Objective A =>
Return the part of the Google Helpouts text below, word for word, starting with "- Website: helpouts.google.com" and going on through "closed Google Helpouts.".
Objective B =>
Answer these questions from the Google Helpouts text below, one line each:
(i) In what month and year did the service launch?
(ii) What were the people offering help through the service called?
(iii) What did those people have to pass to qualify?
Objective C =>
Using the Google Helpouts text below, decide whether each statement agrees with it. Answer yes or no and quote the words that decide it.
(i) The service was available in French.
(ii) Both companies and individuals could offer help.
(iii) A resident of Germany could qualify to offer help.
— Start of Page —
Google Helpouts
- Website type: Marketplace
- Available in: English
- Owner: Google Inc.
- Website: helpouts.google.com
- Commercial: Yes
- Registration: Closed as of April 20, 2015
- Launched: 4 November 2013; 12 years ago
- Current status: Closed, April 20, 2015

= Google Helpouts =

Online collaboration service from Google

Google Helpouts was an online collaboration service from Google which launched in November 2013 and allowed users to share their expertise through live video and provide real-time help from their computers or mobile devices. As of April 20, 2015, Google closed Google Helpouts.

==Operation==
People offering help through Helpouts, called "providers," could be companies or individuals. Providers were required to be native English speakers and a resident of U.S., Canada, Ireland, U.K., Australia or New Zealand. They created and maintained listings that explained what they offered, their qualifications, prices, and schedules. Providers were required to pass Google's screening process to qualify.
— End of Page —
— Start of Data segment —
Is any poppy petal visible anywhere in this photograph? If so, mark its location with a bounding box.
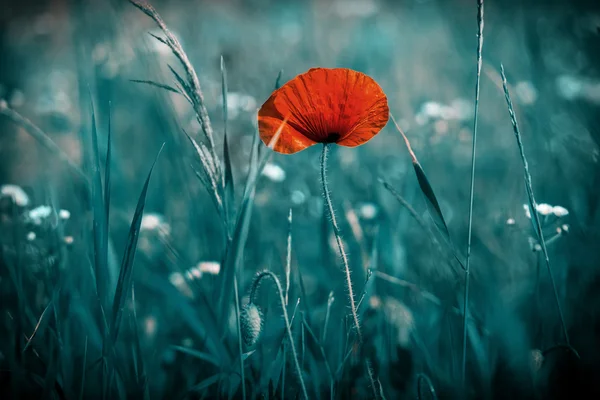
— End of Data segment —
Answer A =>
- Website: helpouts.google.com
- Commercial: Yes
- Registration: Closed as of April 20, 2015
- Launched: 4 November 2013; 12 years ago
- Current status: Closed, April 20, 2015

= Google Helpouts =

Online collaboration service from Google

Google Helpouts was an online collaboration service from Google which launched in November 2013 and allowed users to share their expertise through live video and provide real-time help from their computers or mobile devices. As of April 20, 2015, Google closed Google Helpouts.

Answer B =>
(i) November 2013
(ii) Providers
(iii) Google's screening process

Answer C =>
(i) No: "Available in: English"
(ii) Yes: "could be companies or individuals"
(iii) No: "a resident of U.S., Canada, Ireland, U.K., Australia or New Zealand"